--- SOURCE DOCUMENT ---

What’s playing on the iPod right now? DREAMING by Blondie

As promised and with Jamie’s permission, here is the query he sent me for his manuscript which was originally entitled THE PANAMA HOTEL.

For me, that title didn’t really capture the essence of the manuscript so we spent a lot of time kicking around alternatives before we went out on submission. It was quite a process but after sharing several forerunner titles with a variety of reliable sources, we agreed to HOTEL ON THE CORNER OF BITTER AND SWEET.

One of the fun things about this submission is that many editors loved the title and couldn’t imagine the novel being called anything else.

That means we did a good job. Random House hasn’t mentioned changing it so as far as we know, this will be the title for the book.

Dear Ms. Nelson:

I must admit I hate Asian stereotypes. You know the ones. Good at math. Hardworking. We all look alike. Come to think of it, that last one might hold water. After all, my father once wore a button that read “I am Chinese,” while growing up in Seattle’s Chinatown during WWII. It was the only thing that separated him from the Japanese, at least in the eyes of his Caucasian neighbors.

Sad, but true. Which is probably why my novel has a little to do with that particular piece of history.

I was really caught by his personal connection to the history he plans to explore. I’ve never heard of the “I am Chinese” buttons, which is kind of fascinating.

Anyway, the working title is The Panama Hotel, and when people ask me what the heck it’s all about I usually tell them this:
“It’s the story of the Japanese internment in Seattle, seen through the eyes of a 12-year-old Chinese boy, who is sent to an all-white private school, where he falls in love with a 12-year-old Japanese girl.”

I’ve never seen a novel about a Chinese boy falling in love with a Japanese girl during such a volatile time period. I have to say that I was pretty much hooked by this story concept. Simple but there’s a lot of weight behind it. I did happen to know that the Chinese and the Japanese had long been at war before the advent of WWII so I knew of the general animosity between the countries–but I knew nothing of how that might have played out on American soil.

But it’s more complicated than that. It’s a bittersweet tale about racism, commitment and enduring hope––a noble romantic journey set in 1942, and later in 1986 when the belongings of 37 Japanese families were discovered in the basement of a condemned hotel.

At this point, I knew I was going to ask for sample pages but I have to admit that this paragraph made me pause. Dual narratives are tricky and extremely hard to pull off. I would only know if the author succeeded by asking for sample pages. I was struck by the belongings being discovered in an old hotel. This ends up being a true story and was part of what sparked Jamie to write the novel. I didn’t find out this info until later and I must say that if included, it could have added power to the query letter.

This historical fiction novel is based on my Glimmer Train story, I Am Chinese, which was a Top 25 Finalist in their Fall 2006 Short-Story Competition For New Writers. An excerpt was also published in the Picolata Review.

Nice. It always helps to know there has been some previous recognition.

Think Amy Tan, but with a sweeter aftertaste. I was already thinking Amy Tan but a male version…

Thank you for your consideration and time,
Jamie Ford

The Panama Hotel
Historical Fiction 86,000 words / 353 pages

About the author: James “Jamie” Ford grew up near Seattle’s Chinatown and is busy writing his next novel, Rabbit Years. In addition to his Glimmer Train accolades, he took 1st Place in the 2006 Clarity of Night Short Fiction Contest. Jamie is also an alumnus of the Squaw Valley Community of Writers.

---

### BRIEF 1
Convert the records, from the beginning through the line containing "[189,208,192,216]", into a two-column CSV with the columns request and answer. Give one row per request, with each field quoted and any line breaks replaced by spaces.

--- DATASET ROWS ---

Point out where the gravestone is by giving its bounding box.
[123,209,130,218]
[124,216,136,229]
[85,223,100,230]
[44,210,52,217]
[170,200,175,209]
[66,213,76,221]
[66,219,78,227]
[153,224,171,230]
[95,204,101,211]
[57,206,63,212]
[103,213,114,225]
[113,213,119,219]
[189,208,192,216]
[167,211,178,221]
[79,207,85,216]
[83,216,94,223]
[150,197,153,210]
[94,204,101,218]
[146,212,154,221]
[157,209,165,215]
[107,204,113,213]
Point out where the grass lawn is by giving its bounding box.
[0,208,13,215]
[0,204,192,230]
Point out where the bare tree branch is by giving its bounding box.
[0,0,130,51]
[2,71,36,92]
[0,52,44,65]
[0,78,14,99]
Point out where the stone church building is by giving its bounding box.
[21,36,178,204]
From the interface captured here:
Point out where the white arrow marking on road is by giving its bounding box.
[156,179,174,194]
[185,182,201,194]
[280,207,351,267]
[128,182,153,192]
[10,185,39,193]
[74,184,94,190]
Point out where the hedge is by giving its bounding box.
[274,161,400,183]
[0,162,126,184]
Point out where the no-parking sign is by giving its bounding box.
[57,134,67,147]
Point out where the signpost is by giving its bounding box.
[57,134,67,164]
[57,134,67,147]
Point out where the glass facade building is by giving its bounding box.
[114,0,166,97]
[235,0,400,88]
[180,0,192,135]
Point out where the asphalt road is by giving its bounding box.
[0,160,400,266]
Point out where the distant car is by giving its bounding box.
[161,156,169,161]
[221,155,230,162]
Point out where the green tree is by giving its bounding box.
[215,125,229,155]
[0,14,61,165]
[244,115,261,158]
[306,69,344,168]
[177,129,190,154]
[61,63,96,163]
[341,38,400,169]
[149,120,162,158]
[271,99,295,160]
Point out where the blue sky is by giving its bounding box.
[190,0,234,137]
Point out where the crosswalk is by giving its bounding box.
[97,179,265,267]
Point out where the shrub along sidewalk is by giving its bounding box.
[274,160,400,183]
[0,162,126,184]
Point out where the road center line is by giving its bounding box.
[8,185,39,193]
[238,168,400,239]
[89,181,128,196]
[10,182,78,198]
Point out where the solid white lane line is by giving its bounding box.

---

### BRIEF 2
In the query letter post, reproduce the part that opens with the words containing "One of the fun" and closes with "piece of history.", substituting "white" for every occurrence of "Caucasian".

### TASK RESULT 1
request,answer
"Point out where the gravestone is by giving its bounding box.","[123,209,130,218] [124,216,136,229] [85,223,100,230] [44,210,52,217] [170,200,175,209] [66,213,76,221] [66,219,78,227] [153,224,171,230] [95,204,101,211] [57,206,63,212] [103,213,114,225] [113,213,119,219] [189,208,192,216]"

### TASK RESULT 2
One of the fun things about this submission is that many editors loved the title and couldn’t imagine the novel being called anything else.

That means we did a good job. Random House hasn’t mentioned changing it so as far as we know, this will be the title for the book.

Dear Ms. Nelson:

I must admit I hate Asian stereotypes. You know the ones. Good at math. Hardworking. We all look alike. Come to think of it, that last one might hold water. After all, my father once wore a button that read “I am Chinese,” while growing up in Seattle’s Chinatown during WWII. It was the only thing that separated him from the Japanese, at least in the eyes of his white neighbors.

Sad, but true. Which is probably why my novel has a little to do with that particular piece of history.